Start of Document excerpt
We finished our conversation with him telling me a story. In it, he came upon a Hindu man crying with a rope in his hands just across the street from where we sat. This man told the Reverend that he was going to kill himself, and that this was a last effort to find help. The Reverend told the man to accompany him to a party for a church elder. After the party, the man walked up to Reverend Reuben said he would put away his rope for a few days. Over the course of a few weeks the man was brought back from his desire to greet his own death. Each meeting between the two ended in an agreement for the man to put away his rope for just a few more days. Finally, the rope was put away for good, and he was formally welcomed into the church.

“We are a growing church,” the Reverend reminded me before I left.

When I later spoke with James Bhagwan, I mentioned Reverend Reuben’s reluctance to speak on certain matters of strife within the Methodist Church. He responded by telling me, “He’s the head of the Indian Division. He is not only the leader of the community, he has an important role to play within the structure of the church. When you’re talking about leadership you’re always talking about power balance and your relationship with those in power.”

Bhagwan, however, was willing to discuss more than what those in leadership could not. “Perhaps for some who have much to lose and much to gain,” he said, “maintaining harmony is very important because that’s where power is coming from. But for those who find speaking truth to power more important, they’ll focus on not glossing over the problems.”

When I later mentioned this to Reverend Reuben, he told me that Bhagwan and his family were relatively new to church leadership. “I’ve been here for twenty-four years,” he said, “We have to rise up and overcome our problems.”

There had to be some middle ground between ignoring the past and embracing it to the exclusion of moving forward. In my conversations with Bhagwan, I tried to be unrelenting in my questioning on what some of the contemporary problems were in the church.

“The challenge for us always has been how are we accepted by the church,” he said. “Unfortunately, the reality is that the gospel takes a secondary place to traditional or cultural issues. So while theologically they say ‘yes we are brothers,’ but we’re not brothers, you know? So, the challenge has always been, how do we, as Indo-Fijians, find connections.”
End of Document excerpt
Start of Data listing
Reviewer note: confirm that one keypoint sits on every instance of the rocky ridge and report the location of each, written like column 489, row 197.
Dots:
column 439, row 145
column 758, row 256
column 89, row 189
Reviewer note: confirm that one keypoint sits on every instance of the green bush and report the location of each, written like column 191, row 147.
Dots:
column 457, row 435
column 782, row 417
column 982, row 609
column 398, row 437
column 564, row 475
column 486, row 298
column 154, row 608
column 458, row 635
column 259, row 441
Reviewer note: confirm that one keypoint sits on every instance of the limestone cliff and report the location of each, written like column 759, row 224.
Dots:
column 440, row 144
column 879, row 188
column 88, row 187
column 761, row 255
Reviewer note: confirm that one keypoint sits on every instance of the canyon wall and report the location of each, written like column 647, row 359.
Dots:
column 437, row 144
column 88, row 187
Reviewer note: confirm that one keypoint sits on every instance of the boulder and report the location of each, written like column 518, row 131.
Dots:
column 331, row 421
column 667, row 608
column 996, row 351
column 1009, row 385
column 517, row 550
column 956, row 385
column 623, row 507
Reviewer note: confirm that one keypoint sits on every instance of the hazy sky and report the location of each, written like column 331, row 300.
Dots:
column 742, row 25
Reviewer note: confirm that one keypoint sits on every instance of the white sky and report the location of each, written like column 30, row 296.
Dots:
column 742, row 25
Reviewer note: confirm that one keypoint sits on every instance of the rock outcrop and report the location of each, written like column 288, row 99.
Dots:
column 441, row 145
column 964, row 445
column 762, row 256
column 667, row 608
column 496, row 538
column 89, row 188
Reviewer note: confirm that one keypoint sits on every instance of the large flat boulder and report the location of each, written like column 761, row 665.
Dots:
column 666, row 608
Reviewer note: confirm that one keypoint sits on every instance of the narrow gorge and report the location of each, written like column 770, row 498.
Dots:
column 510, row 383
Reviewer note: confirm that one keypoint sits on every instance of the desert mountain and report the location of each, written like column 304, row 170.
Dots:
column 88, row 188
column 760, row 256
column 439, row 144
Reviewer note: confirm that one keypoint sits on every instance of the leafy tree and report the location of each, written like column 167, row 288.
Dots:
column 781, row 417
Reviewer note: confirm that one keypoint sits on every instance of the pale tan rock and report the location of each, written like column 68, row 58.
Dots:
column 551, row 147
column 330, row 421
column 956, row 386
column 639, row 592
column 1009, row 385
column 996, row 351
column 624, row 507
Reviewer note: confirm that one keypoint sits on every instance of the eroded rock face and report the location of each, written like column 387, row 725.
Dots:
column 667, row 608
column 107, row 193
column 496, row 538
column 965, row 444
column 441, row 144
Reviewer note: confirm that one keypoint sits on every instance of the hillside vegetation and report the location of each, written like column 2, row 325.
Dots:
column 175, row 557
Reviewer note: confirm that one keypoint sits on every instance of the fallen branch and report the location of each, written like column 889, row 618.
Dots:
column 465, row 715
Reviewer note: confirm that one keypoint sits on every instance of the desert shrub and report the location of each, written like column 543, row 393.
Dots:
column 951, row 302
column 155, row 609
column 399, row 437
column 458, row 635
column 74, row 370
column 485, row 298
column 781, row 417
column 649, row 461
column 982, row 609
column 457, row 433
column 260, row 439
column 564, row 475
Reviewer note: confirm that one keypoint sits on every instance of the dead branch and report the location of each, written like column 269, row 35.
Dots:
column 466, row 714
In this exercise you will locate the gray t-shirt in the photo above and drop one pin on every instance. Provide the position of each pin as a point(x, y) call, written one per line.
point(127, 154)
End of Data listing
* [Jobs]
A. In the excerpt about the Methodist Church, how long does Reverend Reuben say he has been there?
B. Condense the paragraph of the Methodist Church excerpt that begins "We finished our conversation with him telling me a story" into a short bulleted list that keeps its main facts.
C. Write the next part of the Methodist Church excerpt, picking up after its last sentence.

* [Results by task]
A. Twenty-four years.

B.
- Reverend Reuben ended the conversation with a story about a Hindu man he found crying with a rope in his hands, across the street from where they sat.
- The man said he was going to kill himself and was making a last effort to find help.
- The Reverend took him to a party for a church elder, after which the man agreed to put away his rope for a few days.
- Over several weeks, each meeting ended with the man agreeing to put the rope away for a few more days.
- Finally he put the rope away for good and was formally welcomed into the church.

C.
But it can be very difficult to find connections when differences seem to be omnipresent. I found one example in a conversation with Anand Reuben, the senior circuit steward of the Indian Division. The senior circuit steward is the highest lay position in the division, and Reuben (Immanuel Reuben and Anand Reuben are cousins) handles many of the division’s administrative tasks.

After the 7:30 service, we sat down to talk about the Indian Division. “Land,” he began, “is sometimes a problem.” We were seated on a couch in the Sunday school attached to Dudley Church. Over a breakfast of tea, toast, jam, and beans on a low table meant for the under-ten set, he told me of the land issues facing the church.

Land ownership in Fiji is a relic of British rule. In the early twentieth-century, both the Fijian chiefs and the British were aghast at rising Indian land purchases. In response, the government froze all land allocations. To this day, only 10 percent of land in Fiji can be purchased on the open market. The vast majority is Native Land — property that can be leased, but never sold.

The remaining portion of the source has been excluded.